# Document segment
↓↓↓

This is true because the people of the world are all now in constant communication with each other.   People in Afghanistan were watching the Super Bowl (great game, wasn’t it). People in India were watching Lady GaGa( I didn’t like those shoulder pads). China holds billions of dollars of America’s debt. On my table in Massachusetts is coffee from Africa or Central America, fruit from South America, on dishes made in Portugal. People in those countries are eating bread made from American wheat, and driving American tractors across their farms. Many people are dependent on life-saving drugs made in America, Switzerland, Germany, Israel or India.

People are moving all across the world, some running from terrible conditions, others going to seek better educations and opportunities.  They are inter-marrying, and often their children are moving to new places. This isn’t going to stop, even if one country decides to build a wall.

Ideas are flowing even more quickly across the world. Some people are trying to finding ways we can all benefit from each other’s knowledge, and improve the lives of everyone, all across the globe.  Others a still pretty primitive, and are spreading ideas about how some people are different and should be driven away, or blown up.

↑↑↑

# Tasks to complete
1. Reproduce the passage on global connection from "This is true" to "Israel or India.".
2. In one to three sentences, explain what examples the passage on global connection gives to show that people around the world are in constant communication.

# Record excerpts
↓↓↓

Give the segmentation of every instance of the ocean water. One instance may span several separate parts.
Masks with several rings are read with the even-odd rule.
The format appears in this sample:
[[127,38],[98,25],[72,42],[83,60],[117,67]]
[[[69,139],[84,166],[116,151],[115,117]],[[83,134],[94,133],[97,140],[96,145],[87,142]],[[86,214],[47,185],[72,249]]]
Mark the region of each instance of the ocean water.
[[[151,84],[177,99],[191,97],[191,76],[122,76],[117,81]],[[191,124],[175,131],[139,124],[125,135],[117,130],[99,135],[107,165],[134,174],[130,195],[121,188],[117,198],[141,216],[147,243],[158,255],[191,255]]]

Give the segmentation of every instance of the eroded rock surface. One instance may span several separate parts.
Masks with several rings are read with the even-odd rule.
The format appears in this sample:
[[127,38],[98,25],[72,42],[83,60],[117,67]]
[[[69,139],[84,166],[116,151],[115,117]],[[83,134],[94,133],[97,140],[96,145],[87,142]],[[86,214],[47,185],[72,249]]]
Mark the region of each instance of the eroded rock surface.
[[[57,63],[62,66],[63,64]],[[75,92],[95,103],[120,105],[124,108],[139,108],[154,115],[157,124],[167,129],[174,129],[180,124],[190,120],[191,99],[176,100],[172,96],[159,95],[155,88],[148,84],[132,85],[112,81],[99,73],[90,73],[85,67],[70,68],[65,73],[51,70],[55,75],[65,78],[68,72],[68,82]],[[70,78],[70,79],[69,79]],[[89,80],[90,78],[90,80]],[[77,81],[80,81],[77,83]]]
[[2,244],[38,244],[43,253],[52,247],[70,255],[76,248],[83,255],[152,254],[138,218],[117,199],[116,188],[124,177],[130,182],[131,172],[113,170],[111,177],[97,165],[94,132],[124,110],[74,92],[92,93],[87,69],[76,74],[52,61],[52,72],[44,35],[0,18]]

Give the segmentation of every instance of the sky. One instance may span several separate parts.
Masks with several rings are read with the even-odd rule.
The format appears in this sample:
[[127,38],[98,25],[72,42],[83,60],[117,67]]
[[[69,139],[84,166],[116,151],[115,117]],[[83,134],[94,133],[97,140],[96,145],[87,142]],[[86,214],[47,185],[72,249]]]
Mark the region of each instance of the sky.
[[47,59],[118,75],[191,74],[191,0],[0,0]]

↑↑↑

# Your responses
1.
This is true because the people of the world are all now in constant communication with each other.   People in Afghanistan were watching the Super Bowl (great game, wasn’t it). People in India were watching Lady GaGa( I didn’t like those shoulder pads). China holds billions of dollars of America’s debt. On my table in Massachusetts is coffee from Africa or Central America, fruit from South America, on dishes made in Portugal. People in those countries are eating bread made from American wheat, and driving American tractors across their farms. Many people are dependent on life-saving drugs made in America, Switzerland, Germany, Israel or India.

2. People in Afghanistan watched the Super Bowl, people in India watched Lady GaGa, and China holds billions of dollars of America's debt. A table in Massachusetts holds coffee from Africa or Central America, fruit from South America and dishes made in Portugal. Meanwhile, people in those countries eat bread from American wheat and drive American tractors, and many people depend on life-saving drugs made in America, Switzerland, Germany, Israel or India.